__EXERCISE INSTRUCTIONS__:
Word for word, repeat every entry that appears below.
--- THE DATA Enclosed Below ---
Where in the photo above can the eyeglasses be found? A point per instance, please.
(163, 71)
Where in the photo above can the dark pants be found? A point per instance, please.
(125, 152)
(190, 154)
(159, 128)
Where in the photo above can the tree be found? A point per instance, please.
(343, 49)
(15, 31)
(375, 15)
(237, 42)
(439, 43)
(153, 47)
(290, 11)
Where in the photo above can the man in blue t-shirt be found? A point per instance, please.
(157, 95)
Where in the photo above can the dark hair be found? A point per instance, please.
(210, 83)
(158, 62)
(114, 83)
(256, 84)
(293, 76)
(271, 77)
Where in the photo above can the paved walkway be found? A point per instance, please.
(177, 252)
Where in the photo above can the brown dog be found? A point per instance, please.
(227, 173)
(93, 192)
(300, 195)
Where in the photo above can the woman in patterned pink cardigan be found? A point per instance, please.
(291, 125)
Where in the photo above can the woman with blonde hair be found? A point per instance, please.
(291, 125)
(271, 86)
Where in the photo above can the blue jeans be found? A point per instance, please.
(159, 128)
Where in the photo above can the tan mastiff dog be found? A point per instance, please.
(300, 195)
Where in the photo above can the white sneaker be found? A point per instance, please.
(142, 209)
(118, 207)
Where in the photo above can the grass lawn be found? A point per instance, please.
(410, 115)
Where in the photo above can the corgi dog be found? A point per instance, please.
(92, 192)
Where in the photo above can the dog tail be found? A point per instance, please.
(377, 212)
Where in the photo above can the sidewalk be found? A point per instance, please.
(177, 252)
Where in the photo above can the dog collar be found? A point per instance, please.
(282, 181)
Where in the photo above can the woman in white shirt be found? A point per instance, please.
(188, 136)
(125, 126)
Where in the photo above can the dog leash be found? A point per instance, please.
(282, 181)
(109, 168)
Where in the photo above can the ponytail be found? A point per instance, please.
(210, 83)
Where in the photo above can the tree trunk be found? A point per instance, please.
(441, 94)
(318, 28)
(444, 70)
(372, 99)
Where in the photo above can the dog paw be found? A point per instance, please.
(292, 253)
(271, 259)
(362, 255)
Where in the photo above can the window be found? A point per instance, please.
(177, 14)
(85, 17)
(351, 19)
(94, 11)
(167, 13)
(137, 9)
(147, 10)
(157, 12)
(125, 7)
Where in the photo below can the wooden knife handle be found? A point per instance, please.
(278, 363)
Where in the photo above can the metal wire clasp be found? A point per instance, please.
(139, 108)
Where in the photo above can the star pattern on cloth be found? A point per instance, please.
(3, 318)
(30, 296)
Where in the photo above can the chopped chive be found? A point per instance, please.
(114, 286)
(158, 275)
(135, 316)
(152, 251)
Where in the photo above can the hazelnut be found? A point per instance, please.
--- End of Enclosed THE DATA ---
__REPLY TO THE TASK__:
Where in the photo above can the eyeglasses be found? A point per instance, please.
(163, 71)
Where in the photo above can the dark pants be found? A point per instance, please.
(125, 152)
(190, 154)
(159, 128)
Where in the photo above can the tree be found? A point per instance, please.
(343, 49)
(15, 31)
(375, 15)
(237, 42)
(439, 43)
(153, 47)
(290, 11)
Where in the photo above can the man in blue t-shirt be found? A point per instance, please.
(157, 95)
Where in the photo above can the dark hair be found? A point per instance, please.
(210, 83)
(158, 62)
(114, 83)
(256, 84)
(293, 76)
(271, 77)
Where in the photo above can the paved walkway be found? A point per instance, please.
(177, 252)
Where in the photo above can the brown dog be found? A point per instance, please.
(227, 173)
(93, 192)
(300, 195)
Where in the photo above can the woman in patterned pink cardigan be found? A point per instance, please.
(291, 125)
Where in the photo above can the woman with blonde hair be found? A point per instance, please.
(291, 125)
(271, 86)
Where in the photo above can the blue jeans be found? A point per instance, please.
(159, 128)
Where in the photo above can the tan mastiff dog be found? A point per instance, please.
(300, 195)
Where in the photo above can the white sneaker be found? A point per instance, please.
(142, 209)
(118, 207)
Where in the photo above can the grass lawn be found? A point per instance, please.
(410, 115)
Where in the photo above can the corgi dog be found? A point per instance, please.
(92, 192)
Where in the photo above can the dog tail be found? A point per instance, please.
(377, 212)
Where in the photo above can the sidewalk be found? A point per instance, please.
(177, 252)
Where in the photo above can the dog collar be found? A point per instance, please.
(282, 181)
Where in the photo above can the woman in white shirt be found? A point per instance, please.
(188, 136)
(125, 126)
Where in the photo above can the dog leash be found? A point per instance, please.
(282, 181)
(109, 168)
Where in the photo above can the ponytail be found? A point per instance, please.
(210, 83)
Where in the photo above can the tree trunk be found? A point per instance, please.
(441, 94)
(318, 28)
(444, 70)
(372, 99)
Where in the photo above can the dog paw be found? A point per instance, please.
(292, 253)
(271, 259)
(362, 255)
Where in the photo above can the window be found? A point per instance, please.
(177, 14)
(85, 17)
(351, 19)
(94, 11)
(167, 13)
(137, 9)
(147, 10)
(157, 12)
(125, 7)
Where in the photo below can the wooden knife handle be found? A point per instance, please.
(278, 363)
Where in the photo above can the metal wire clasp be found? A point per instance, please.
(139, 108)
Where in the photo above can the star pattern on cloth be found? A point per instance, please.
(3, 318)
(30, 296)
Where in the photo above can the chopped chive be found? A point per instance, please.
(114, 286)
(158, 275)
(135, 316)
(152, 251)
Where in the photo above can the hazelnut be found? A point per instance, please.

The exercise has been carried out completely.